## Instructions to follow
Below are records; how many of their lines hold the string "bush"? Reply with nothing but the number.

## Data extracts
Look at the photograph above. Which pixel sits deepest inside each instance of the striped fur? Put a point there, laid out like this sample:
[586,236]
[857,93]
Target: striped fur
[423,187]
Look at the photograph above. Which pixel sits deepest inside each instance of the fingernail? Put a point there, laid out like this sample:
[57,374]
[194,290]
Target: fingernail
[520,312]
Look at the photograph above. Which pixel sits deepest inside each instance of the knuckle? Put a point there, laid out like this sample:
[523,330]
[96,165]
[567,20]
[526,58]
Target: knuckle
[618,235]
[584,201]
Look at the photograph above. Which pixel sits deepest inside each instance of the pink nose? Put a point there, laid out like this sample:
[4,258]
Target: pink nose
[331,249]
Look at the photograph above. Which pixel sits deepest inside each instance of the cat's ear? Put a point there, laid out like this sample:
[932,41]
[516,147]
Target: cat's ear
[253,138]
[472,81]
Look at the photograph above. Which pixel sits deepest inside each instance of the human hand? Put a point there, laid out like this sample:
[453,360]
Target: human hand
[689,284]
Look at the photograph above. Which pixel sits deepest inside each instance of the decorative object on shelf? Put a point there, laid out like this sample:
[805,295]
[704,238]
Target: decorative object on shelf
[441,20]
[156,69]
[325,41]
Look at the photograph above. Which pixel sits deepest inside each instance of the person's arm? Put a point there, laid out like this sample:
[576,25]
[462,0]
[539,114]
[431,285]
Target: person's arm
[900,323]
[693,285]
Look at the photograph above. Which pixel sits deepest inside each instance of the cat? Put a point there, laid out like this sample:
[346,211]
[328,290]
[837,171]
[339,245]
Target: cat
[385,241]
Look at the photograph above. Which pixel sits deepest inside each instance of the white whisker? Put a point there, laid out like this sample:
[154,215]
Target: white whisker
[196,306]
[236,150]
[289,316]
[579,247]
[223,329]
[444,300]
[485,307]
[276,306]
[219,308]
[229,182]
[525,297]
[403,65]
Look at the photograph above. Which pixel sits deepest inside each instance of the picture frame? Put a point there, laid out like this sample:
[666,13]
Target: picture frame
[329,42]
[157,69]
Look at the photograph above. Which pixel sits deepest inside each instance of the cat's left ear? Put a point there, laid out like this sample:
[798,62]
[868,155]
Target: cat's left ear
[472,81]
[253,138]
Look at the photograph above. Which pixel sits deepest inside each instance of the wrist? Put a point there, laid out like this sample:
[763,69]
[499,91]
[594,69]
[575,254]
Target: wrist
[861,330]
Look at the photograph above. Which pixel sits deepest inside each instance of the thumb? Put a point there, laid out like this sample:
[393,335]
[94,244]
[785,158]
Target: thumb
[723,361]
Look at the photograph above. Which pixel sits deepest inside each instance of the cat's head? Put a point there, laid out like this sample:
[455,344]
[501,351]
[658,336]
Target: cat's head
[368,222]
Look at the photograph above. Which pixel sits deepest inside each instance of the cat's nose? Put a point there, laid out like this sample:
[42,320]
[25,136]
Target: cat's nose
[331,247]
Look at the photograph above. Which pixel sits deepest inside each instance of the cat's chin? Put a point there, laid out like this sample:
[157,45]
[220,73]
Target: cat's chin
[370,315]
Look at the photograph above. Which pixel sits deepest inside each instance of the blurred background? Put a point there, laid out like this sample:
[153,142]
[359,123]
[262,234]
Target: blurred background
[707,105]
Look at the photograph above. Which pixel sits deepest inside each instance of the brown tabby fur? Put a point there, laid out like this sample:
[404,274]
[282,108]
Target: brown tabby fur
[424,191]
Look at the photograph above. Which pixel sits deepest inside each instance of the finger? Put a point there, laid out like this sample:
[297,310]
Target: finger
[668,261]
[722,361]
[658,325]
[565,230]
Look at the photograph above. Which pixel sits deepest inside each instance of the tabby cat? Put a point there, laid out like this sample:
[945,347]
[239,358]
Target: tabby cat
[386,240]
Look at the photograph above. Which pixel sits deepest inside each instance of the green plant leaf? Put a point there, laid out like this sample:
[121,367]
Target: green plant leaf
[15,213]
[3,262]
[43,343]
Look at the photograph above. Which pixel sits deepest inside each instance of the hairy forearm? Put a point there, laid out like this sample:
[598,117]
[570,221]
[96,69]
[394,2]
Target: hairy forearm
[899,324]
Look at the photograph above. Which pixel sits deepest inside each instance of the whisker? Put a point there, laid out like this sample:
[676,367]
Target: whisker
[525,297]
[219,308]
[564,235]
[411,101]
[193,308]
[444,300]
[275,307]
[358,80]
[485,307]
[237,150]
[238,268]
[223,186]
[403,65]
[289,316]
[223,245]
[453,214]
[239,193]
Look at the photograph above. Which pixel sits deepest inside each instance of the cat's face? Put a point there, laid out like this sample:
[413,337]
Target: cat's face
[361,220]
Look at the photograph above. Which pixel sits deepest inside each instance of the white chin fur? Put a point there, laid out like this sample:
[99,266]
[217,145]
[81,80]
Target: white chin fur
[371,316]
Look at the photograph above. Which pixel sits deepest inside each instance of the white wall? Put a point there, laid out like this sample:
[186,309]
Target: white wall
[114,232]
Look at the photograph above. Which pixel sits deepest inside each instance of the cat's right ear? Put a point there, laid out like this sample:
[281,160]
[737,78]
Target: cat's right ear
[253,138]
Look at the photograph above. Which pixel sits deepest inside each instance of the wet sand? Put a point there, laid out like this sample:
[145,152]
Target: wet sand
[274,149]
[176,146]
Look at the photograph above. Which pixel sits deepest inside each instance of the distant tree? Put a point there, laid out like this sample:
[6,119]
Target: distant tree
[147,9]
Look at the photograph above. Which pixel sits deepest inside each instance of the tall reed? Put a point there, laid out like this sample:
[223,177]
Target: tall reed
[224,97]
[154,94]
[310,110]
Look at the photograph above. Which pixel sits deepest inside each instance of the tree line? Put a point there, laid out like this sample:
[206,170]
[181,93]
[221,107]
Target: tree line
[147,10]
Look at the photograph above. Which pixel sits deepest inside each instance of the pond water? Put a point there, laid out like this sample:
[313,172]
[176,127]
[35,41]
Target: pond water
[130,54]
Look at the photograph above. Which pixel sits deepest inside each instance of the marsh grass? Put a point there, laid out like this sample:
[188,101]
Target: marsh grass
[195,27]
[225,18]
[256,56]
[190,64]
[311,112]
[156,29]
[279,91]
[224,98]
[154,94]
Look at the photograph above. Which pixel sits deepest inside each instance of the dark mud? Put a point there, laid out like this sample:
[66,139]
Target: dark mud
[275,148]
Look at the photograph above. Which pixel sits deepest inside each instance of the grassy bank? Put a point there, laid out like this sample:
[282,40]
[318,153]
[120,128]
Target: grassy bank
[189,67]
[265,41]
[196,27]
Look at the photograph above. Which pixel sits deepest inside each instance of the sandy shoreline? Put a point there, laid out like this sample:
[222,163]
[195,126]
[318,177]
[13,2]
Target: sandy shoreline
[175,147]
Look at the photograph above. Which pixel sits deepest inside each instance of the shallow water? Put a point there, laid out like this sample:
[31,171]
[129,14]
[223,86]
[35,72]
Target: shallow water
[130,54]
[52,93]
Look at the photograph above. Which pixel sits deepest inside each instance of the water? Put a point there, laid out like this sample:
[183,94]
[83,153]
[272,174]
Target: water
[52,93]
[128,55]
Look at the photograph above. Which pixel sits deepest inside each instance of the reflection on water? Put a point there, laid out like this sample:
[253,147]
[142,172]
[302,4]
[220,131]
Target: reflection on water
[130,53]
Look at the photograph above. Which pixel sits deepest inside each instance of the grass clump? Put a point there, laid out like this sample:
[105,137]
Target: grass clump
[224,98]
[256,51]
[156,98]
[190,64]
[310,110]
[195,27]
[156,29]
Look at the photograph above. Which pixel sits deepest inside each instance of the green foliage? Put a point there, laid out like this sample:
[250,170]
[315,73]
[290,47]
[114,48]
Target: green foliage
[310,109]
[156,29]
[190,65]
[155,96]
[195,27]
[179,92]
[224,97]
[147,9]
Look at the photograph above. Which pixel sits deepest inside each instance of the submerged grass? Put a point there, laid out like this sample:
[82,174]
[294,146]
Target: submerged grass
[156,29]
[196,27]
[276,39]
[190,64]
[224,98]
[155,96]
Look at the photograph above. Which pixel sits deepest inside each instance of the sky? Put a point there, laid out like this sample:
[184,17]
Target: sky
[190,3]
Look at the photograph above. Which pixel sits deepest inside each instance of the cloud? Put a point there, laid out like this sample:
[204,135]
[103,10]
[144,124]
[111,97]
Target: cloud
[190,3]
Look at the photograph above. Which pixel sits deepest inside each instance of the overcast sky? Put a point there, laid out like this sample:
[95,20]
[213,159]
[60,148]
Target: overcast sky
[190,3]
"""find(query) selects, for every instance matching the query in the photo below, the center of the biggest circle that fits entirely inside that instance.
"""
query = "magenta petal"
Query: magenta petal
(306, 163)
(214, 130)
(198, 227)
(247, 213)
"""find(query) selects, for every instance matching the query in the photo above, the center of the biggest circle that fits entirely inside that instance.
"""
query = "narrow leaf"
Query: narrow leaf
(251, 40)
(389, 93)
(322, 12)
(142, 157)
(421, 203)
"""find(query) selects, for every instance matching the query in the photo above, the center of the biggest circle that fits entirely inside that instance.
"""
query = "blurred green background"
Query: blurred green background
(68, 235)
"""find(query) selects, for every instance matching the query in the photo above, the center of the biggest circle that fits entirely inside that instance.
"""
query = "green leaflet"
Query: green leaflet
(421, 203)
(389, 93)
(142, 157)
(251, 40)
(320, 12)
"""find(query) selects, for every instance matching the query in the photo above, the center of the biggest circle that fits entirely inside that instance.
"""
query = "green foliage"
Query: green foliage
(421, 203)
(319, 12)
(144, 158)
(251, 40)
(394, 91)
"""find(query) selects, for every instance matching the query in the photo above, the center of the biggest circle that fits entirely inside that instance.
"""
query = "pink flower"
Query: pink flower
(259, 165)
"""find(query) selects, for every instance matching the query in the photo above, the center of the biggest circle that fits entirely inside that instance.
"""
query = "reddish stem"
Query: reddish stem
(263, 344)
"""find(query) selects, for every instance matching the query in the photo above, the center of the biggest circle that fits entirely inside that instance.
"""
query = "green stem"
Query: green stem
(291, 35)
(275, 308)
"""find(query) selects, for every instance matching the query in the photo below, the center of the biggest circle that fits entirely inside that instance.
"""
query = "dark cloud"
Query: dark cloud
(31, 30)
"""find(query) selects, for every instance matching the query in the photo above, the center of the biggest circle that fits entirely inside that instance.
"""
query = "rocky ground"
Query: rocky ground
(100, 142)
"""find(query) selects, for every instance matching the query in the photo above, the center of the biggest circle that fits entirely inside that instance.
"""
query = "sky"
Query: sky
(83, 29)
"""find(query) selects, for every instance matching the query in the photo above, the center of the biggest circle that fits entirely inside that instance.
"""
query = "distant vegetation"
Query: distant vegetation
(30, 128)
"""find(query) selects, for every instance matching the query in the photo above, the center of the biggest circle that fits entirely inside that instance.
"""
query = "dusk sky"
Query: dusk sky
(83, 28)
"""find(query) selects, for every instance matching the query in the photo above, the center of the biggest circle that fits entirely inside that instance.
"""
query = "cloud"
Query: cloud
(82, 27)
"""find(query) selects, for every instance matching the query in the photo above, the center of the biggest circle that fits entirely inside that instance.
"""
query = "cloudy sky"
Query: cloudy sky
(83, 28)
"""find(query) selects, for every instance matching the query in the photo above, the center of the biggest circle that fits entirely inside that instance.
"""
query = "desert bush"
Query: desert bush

## Solution below
2